(Location identification entries)
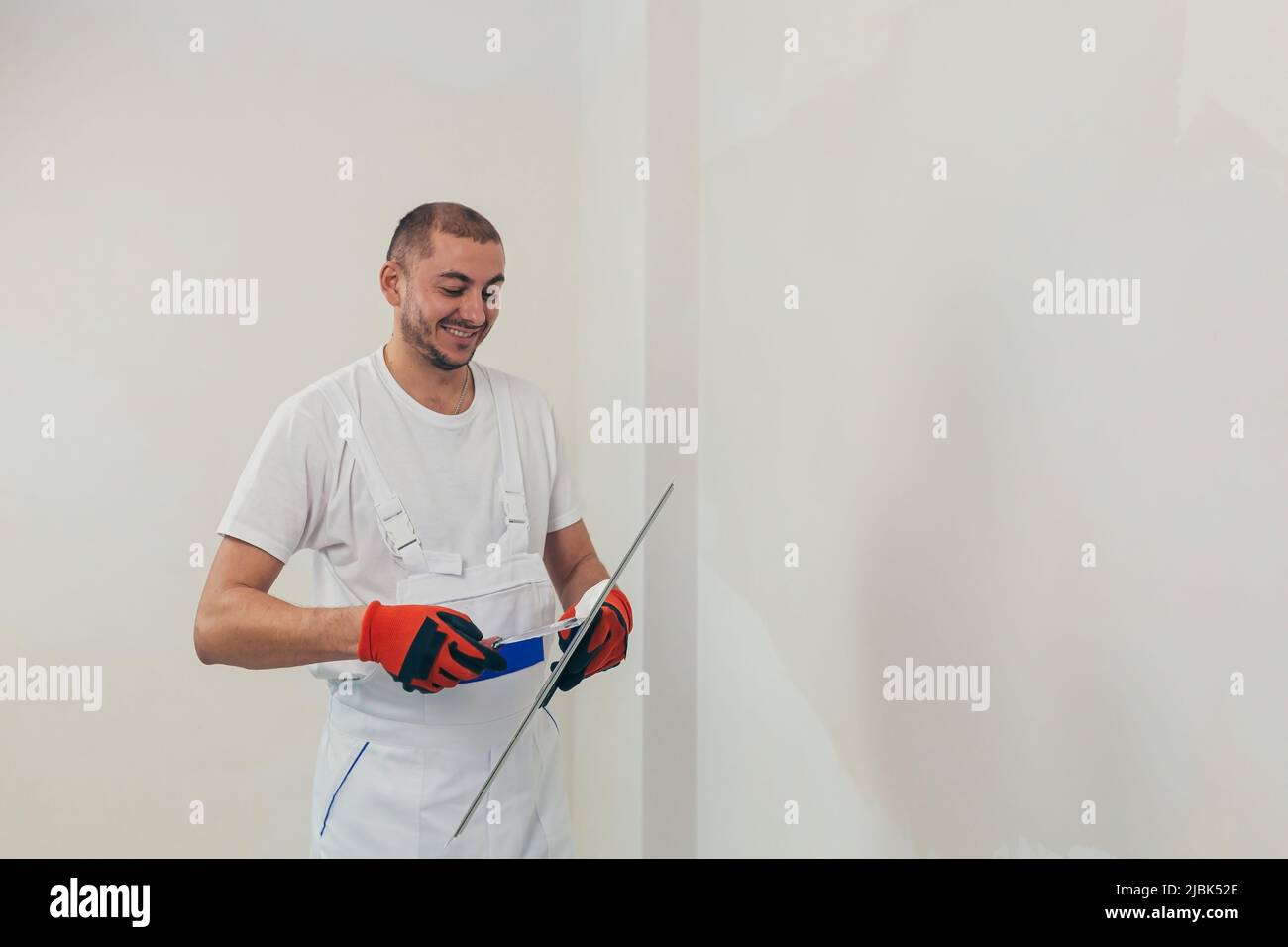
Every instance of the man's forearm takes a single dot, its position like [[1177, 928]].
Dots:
[[248, 628], [584, 575]]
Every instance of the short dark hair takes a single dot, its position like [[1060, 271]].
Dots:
[[416, 230]]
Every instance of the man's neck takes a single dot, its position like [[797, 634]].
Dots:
[[437, 389]]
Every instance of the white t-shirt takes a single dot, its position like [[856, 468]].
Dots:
[[303, 489]]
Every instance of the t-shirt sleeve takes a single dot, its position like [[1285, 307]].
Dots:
[[279, 499], [563, 489]]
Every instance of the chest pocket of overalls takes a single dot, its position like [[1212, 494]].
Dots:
[[502, 599]]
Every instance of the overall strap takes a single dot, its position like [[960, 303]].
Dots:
[[514, 506], [398, 531]]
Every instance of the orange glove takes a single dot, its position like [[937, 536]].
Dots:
[[604, 646], [426, 648]]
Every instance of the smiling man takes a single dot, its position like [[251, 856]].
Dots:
[[437, 495]]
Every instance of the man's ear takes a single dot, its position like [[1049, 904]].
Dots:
[[391, 282]]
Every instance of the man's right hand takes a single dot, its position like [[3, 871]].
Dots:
[[425, 648]]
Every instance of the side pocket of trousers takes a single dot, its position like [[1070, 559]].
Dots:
[[339, 787]]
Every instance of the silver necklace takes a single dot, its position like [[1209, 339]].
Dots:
[[463, 393]]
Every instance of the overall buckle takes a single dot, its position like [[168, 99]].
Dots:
[[515, 508], [399, 532]]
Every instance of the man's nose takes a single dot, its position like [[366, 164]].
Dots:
[[476, 311]]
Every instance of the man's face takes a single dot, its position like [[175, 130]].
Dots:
[[451, 299]]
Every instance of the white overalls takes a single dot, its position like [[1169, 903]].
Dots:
[[397, 771]]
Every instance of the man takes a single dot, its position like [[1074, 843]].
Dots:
[[423, 480]]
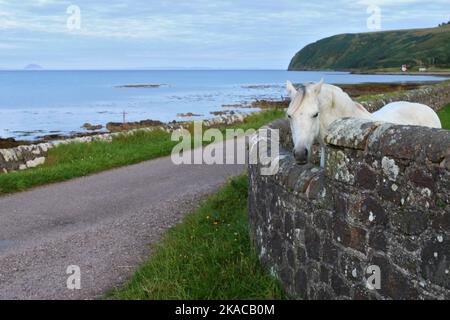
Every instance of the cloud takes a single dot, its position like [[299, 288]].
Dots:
[[263, 33]]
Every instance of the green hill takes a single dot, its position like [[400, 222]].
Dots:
[[377, 50]]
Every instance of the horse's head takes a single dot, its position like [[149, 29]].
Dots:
[[303, 114]]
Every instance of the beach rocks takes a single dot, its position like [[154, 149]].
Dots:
[[91, 127], [120, 126]]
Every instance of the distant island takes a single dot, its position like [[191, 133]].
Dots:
[[414, 49], [33, 67]]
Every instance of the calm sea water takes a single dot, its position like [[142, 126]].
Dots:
[[35, 103]]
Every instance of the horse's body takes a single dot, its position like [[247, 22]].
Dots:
[[315, 106]]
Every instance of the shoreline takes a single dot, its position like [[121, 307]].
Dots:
[[408, 73], [354, 90]]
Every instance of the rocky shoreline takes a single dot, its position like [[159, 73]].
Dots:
[[354, 90]]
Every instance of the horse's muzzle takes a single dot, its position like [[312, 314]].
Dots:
[[301, 155]]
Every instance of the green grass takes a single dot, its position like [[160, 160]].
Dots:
[[444, 115], [208, 256], [80, 159], [370, 97]]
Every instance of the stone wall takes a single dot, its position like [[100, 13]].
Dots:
[[30, 156], [436, 97], [383, 199]]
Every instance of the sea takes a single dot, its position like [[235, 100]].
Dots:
[[38, 103]]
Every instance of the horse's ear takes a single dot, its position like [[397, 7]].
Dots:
[[291, 89], [318, 86]]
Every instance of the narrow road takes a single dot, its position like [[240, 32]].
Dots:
[[103, 223]]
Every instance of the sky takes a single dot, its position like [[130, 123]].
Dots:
[[218, 34]]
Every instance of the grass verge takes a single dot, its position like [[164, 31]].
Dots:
[[73, 160], [208, 256], [444, 115]]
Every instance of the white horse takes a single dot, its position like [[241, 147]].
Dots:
[[316, 105]]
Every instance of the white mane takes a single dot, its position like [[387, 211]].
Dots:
[[316, 105]]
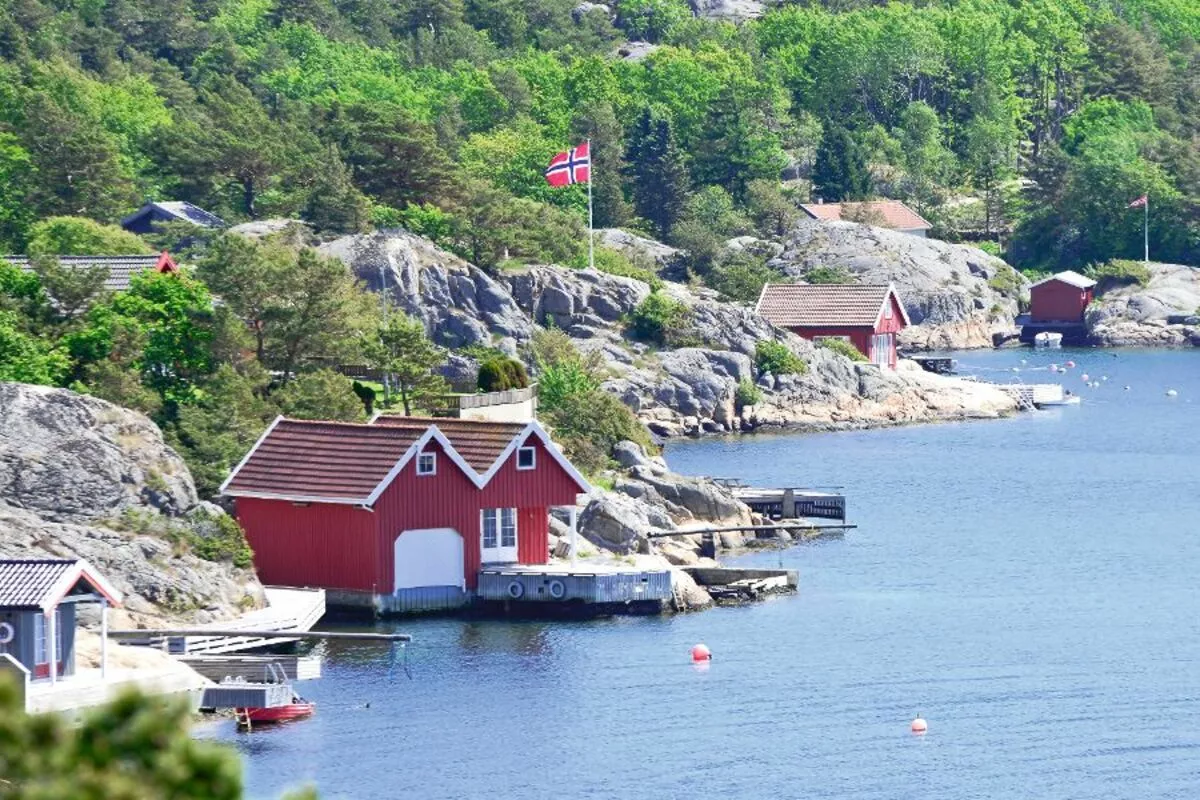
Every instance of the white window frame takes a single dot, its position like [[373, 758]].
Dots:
[[502, 524]]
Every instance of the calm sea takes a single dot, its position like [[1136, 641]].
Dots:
[[1029, 585]]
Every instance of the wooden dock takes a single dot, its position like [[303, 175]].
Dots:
[[288, 611]]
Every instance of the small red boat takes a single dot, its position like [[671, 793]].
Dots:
[[297, 709]]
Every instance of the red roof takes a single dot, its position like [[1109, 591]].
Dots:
[[351, 462], [825, 305], [892, 214]]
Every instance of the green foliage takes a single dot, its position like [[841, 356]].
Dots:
[[1119, 271], [82, 236], [319, 395], [747, 394], [658, 318], [133, 747], [499, 374], [829, 275], [841, 347], [777, 359]]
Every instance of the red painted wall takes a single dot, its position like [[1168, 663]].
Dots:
[[1057, 301], [343, 547]]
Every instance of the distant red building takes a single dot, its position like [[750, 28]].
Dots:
[[1062, 298], [401, 512], [869, 317]]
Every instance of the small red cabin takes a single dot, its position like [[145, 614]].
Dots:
[[402, 511], [869, 317], [1062, 298]]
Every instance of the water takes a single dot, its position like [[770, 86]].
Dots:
[[1029, 585]]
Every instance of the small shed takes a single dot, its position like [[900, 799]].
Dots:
[[121, 269], [1061, 298], [883, 214], [37, 612], [144, 220], [867, 316]]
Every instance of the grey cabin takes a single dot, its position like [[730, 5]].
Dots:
[[37, 612]]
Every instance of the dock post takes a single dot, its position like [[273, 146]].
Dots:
[[575, 535]]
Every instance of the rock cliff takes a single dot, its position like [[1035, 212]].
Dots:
[[1164, 312], [957, 296], [83, 477]]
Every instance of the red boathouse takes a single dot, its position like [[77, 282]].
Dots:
[[869, 317], [1061, 298], [400, 513]]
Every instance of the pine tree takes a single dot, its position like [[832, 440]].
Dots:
[[840, 172], [659, 170]]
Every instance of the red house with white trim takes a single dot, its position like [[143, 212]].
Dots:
[[400, 513], [1061, 298], [869, 317]]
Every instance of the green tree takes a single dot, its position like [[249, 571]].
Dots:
[[82, 236], [840, 172], [135, 747], [658, 170], [407, 355]]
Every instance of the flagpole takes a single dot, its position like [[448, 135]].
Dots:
[[592, 174]]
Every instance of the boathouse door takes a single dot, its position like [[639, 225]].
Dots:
[[430, 557]]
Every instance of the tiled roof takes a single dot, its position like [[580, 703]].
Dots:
[[828, 304], [180, 210], [39, 583], [893, 214], [1069, 277], [341, 461], [480, 443], [120, 268]]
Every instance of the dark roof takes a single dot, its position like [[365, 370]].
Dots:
[[480, 443], [180, 210], [893, 214], [41, 583], [821, 305], [120, 268]]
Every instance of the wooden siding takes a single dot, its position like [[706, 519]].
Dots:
[[1057, 301], [316, 545]]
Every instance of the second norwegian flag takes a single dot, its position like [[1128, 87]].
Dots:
[[570, 167]]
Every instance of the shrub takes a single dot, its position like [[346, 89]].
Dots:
[[501, 374], [658, 318], [777, 359], [1120, 271], [829, 275], [747, 394], [841, 347]]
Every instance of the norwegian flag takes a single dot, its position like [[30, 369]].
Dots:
[[570, 167]]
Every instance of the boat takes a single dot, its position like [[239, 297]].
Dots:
[[297, 709], [1048, 340]]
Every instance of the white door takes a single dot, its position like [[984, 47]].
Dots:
[[429, 558], [498, 536]]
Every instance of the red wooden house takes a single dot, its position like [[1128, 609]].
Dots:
[[1062, 298], [400, 513], [869, 317]]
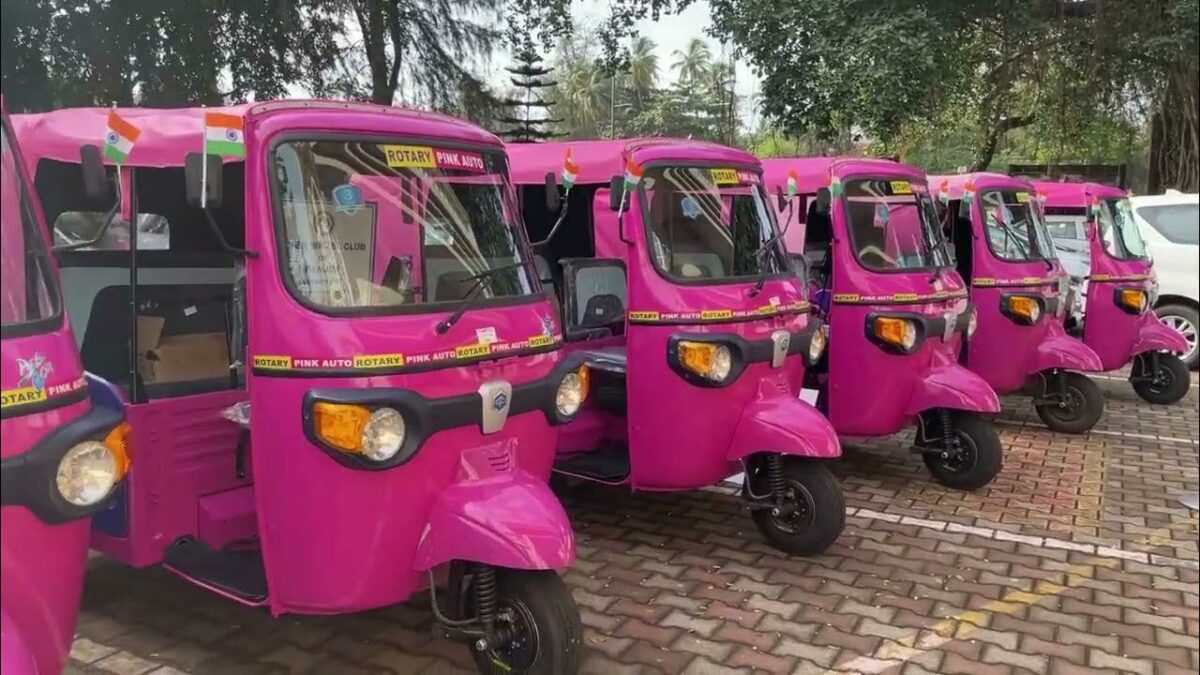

## WHAT IS NEEDED
Rewrite the data starting with the line containing "Every instance of the man's ear" and going on through the line containing "[[408, 73], [354, 90]]", replacing "horse's" with "pony's" and leaving everything else unchanged. Omit the picture lines from your answer.

## SOLVED PROBLEM
Every instance of the man's ear takes a single dot, its position like [[1049, 904]].
Dots:
[[391, 282]]
Every instance of the man's right hand takes a single dot, its position like [[3, 871]].
Dots:
[[425, 648]]
Every instance of the side pocket of trousers takes a single dot, its position like [[1070, 559]].
Dots:
[[339, 787]]
Every instance of the silver necklace takes a single dot, its position like [[1209, 339]].
Dots:
[[463, 393]]
Every instance of the overall buckle takes a single dot, its position like [[168, 99]].
Dots:
[[515, 508], [399, 532]]
Every instance of the man's nose takes a single dot, its position like [[366, 164]].
Dots:
[[476, 311]]
Every instance of the man's face takes a single dot, its position like [[175, 130]].
Dots:
[[451, 299]]
Every instance of the white overalls takes a single dot, its position like [[1169, 903]].
Dots:
[[397, 771]]
Every instance of the man takes a single dot, its position like [[1074, 843]].
Dots:
[[423, 480]]
Every instance of the cloud takes a single dot, its position like [[299, 288]].
Dots:
[[263, 33]]
Every instance of the green hill takes a single dot, its position like [[400, 222]].
Dots:
[[377, 50]]
Every instance of the pony's head takes a single dot, its position like [[149, 29]].
Dots:
[[303, 114]]
Every instance of the beach rocks takes a single dot, its position like [[154, 149]].
Dots:
[[91, 127], [120, 126]]
Every instance of the distant island takes a single dot, its position like [[191, 133]].
Dots:
[[414, 49], [33, 67]]
Every instance of the calm sea water takes a single dot, its position like [[142, 126]].
Dots:
[[35, 103]]
Every instance of the pony's body takes a single dot, its position like [[247, 22]].
Dots:
[[315, 106]]
Every instance of the shoreline takes a single dot, its position like [[121, 307]].
Dots:
[[408, 73], [354, 90]]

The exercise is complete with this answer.